__TEXT SECTION__:
By Ellen R. Jordan and Tiffany Dowell Lashmet
Immigration compliance issues frequently make front-page news. In the spring and summer of 2017, the US Bureau of Immigration and Customs Enforcement (ICE) conducted audits at severaldairies in Texas. In late 2006, ICE raids occurred at six slaughter plants in six states. Since early 2017, there have been reports of ICE detaining people on their way to work and at convenience stores. Whether an ICE audit (also called an inspection) or raid (also called a targeted enforcement operation) occurs at a traditional agriculture business such as a dairy or produce farm or at an urban business such as a restaurant, landscape company, or motel, the impacts can cripple a business.
In animal agriculture, if employees are lost or quit out of fear, it might be difficult in the short-term to take proper care of the animals. For produce farms and fruit orchards, crops might rot in the field when insufficient numbers of workers are available. The long-term viability of the business may be impacted by the loss in revenues from losing employees, and if the business is found to have hired illegal workers, legal fees, fines, and prison time could threaten its survival.
Understanding federal immigration laws, the difference between an audit and a raid, and the rights of employers facing these issues is critical for all businesses.
HSI Audits
In Homeland Security Investigation (HSI) audits, HSI serves a subpoena on an employer, requesting all Form I-9s. Since November 6, 1986, US employers must complete a Form I-9 (Employment Eligibility Verification) for each employee hired or rehired. This form verifies the identity and employment eligibility of the individual hired.
Employers must keep the original, completed Form I-9 for all current employees and retain these forms for at least 3 years from the date of hire or for 1 year after the employment relationship ends, whichever is longer. If the employee submits work authorization documents with expiration dates, the employer must re-verify the employee’s work eligibility based on the expiration date.
An audit often begins when a business receives a Notice of Inspection (NOI), which states that the employer must produce its Form I-9s to an ICE auditor. A search warrant is not typically involved in this stage of an audit. Usually, an ICE agent or US Marshal along with an HSI auditor, arrive at the business unannounced and deliver the NOI. Upon receiving an NOI, the employer should contact an attorney for help in navigating the audit process.
Businesses should include instructions in their general policies and procedures manuals that address circumstances such as visits from ICE agents. Such protocol should cover:
- Information designating the representative the employer has authorized to speak with HSI or ICE (The employer may also appoint one or two backup individuals.)
- Training before a potential visit from HSI and ICE to inform all employees about how to react to enforcement agents and to designate the farm spokesperson
- Instructions to obtain the agents’ and auditors’ names and contact information (specifically noting that other than a formal greeting, getting this information must be the only communication or exchange)

__EXTRACTED ENTRIES__:
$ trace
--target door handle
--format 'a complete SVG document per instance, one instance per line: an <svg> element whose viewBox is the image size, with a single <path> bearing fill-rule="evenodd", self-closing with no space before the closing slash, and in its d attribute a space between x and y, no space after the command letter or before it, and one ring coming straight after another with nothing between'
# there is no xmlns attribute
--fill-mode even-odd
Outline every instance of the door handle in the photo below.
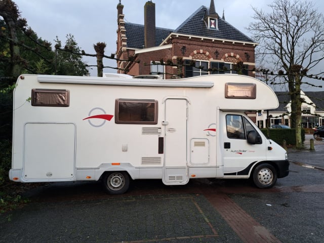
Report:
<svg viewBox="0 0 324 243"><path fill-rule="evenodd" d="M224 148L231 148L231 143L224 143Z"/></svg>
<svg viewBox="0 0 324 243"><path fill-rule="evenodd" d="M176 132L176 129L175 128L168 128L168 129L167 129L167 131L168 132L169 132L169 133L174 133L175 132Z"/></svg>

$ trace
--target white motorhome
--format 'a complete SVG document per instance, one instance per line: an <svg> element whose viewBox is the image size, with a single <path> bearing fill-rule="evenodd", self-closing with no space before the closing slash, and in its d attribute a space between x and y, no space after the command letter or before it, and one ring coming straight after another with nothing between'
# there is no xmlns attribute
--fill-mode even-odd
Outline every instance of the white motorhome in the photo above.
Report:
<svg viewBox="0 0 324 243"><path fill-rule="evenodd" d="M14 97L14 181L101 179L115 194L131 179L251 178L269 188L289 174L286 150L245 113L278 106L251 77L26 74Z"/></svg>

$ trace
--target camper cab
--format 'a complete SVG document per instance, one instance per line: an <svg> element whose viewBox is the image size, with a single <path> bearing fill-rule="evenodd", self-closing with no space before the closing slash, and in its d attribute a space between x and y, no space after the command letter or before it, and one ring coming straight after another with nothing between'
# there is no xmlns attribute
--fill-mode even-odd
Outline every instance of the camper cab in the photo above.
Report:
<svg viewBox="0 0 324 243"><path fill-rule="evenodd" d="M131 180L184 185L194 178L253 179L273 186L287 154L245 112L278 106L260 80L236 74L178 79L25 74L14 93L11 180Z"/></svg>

__GIVEN INSTRUCTION__: Could you return, word for word, the part of the immigration compliance article starting with "Employers must keep" and going on through "the expiration date."?

__RESPONSE FOR THIS EXERCISE__:
Employers must keep the original, completed Form I-9 for all current employees and retain these forms for at least 3 years from the date of hire or for 1 year after the employment relationship ends, whichever is longer. If the employee submits work authorization documents with expiration dates, the employer must re-verify the employee’s work eligibility based on the expiration date.